- INPUT RECORDS -
§

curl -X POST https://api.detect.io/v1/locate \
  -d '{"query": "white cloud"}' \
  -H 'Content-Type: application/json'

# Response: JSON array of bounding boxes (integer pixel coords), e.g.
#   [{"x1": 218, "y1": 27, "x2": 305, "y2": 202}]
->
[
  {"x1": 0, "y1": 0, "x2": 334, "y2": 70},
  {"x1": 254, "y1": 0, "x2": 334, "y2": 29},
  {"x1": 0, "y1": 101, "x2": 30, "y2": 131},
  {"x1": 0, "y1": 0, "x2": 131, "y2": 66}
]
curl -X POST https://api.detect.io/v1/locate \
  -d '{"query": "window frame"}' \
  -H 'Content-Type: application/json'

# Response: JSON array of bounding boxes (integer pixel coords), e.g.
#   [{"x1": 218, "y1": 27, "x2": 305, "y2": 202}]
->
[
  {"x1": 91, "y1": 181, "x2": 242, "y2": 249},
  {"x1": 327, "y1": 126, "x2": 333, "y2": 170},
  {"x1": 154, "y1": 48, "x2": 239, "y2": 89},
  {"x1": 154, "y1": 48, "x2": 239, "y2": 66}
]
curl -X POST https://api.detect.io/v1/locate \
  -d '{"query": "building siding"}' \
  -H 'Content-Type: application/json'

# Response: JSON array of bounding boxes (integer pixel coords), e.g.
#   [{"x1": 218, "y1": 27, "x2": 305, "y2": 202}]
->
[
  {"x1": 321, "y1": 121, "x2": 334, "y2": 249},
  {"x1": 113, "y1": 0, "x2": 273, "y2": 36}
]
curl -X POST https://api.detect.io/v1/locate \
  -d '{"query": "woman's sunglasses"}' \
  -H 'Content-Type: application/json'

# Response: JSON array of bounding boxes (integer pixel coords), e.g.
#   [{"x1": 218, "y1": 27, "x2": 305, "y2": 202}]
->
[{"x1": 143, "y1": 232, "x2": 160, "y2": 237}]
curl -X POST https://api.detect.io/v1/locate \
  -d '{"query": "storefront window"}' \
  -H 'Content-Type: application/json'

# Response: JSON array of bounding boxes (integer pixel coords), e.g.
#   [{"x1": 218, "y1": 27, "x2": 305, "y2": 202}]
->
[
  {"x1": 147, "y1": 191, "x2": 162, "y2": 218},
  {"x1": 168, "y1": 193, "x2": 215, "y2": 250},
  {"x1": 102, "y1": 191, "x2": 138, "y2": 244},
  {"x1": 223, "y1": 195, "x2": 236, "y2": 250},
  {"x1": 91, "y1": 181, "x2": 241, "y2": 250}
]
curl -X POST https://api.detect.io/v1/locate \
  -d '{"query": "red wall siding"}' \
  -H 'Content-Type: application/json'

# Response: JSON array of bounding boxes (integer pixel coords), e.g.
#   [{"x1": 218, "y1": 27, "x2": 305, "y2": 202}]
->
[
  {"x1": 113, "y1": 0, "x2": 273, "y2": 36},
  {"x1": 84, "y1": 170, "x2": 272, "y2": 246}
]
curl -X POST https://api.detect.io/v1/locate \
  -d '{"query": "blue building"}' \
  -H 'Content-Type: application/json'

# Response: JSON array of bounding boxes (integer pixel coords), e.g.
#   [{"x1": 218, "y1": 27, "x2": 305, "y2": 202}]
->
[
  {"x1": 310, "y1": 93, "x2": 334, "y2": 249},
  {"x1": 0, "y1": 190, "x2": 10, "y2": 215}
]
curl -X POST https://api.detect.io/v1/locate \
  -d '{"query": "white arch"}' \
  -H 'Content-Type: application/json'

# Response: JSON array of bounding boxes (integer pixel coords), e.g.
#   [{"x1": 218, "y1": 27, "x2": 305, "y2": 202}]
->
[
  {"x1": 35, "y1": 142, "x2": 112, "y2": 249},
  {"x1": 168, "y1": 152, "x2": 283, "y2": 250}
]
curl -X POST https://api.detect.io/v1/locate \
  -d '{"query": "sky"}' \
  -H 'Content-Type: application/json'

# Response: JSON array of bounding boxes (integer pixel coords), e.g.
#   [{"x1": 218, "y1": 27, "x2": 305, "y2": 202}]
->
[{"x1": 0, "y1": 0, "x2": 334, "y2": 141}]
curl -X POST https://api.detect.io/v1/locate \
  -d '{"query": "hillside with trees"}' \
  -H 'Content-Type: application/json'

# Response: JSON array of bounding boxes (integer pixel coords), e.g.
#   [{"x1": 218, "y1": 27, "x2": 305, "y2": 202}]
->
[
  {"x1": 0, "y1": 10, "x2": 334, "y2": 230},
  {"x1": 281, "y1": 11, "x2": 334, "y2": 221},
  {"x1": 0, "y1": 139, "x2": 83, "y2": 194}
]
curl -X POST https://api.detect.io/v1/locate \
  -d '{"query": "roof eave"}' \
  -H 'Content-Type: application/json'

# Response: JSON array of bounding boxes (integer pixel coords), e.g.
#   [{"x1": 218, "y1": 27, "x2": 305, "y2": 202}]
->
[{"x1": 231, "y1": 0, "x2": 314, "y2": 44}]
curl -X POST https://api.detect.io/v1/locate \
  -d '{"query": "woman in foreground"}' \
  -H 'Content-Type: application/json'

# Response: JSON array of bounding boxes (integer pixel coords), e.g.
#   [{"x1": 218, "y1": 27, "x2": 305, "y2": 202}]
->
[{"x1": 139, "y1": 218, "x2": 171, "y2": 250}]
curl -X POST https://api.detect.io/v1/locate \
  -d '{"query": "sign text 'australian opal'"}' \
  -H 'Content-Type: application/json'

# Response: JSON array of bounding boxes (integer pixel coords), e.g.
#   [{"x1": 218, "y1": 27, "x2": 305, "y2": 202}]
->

§

- WRITTEN PROBLEM -
Pick out every line in the entries above that contains the word "white", and copy each one. Case counts.

- SOLVED PROBLEM -
  -d '{"query": "white cloud"}' \
  -d '{"query": "white arch"}' \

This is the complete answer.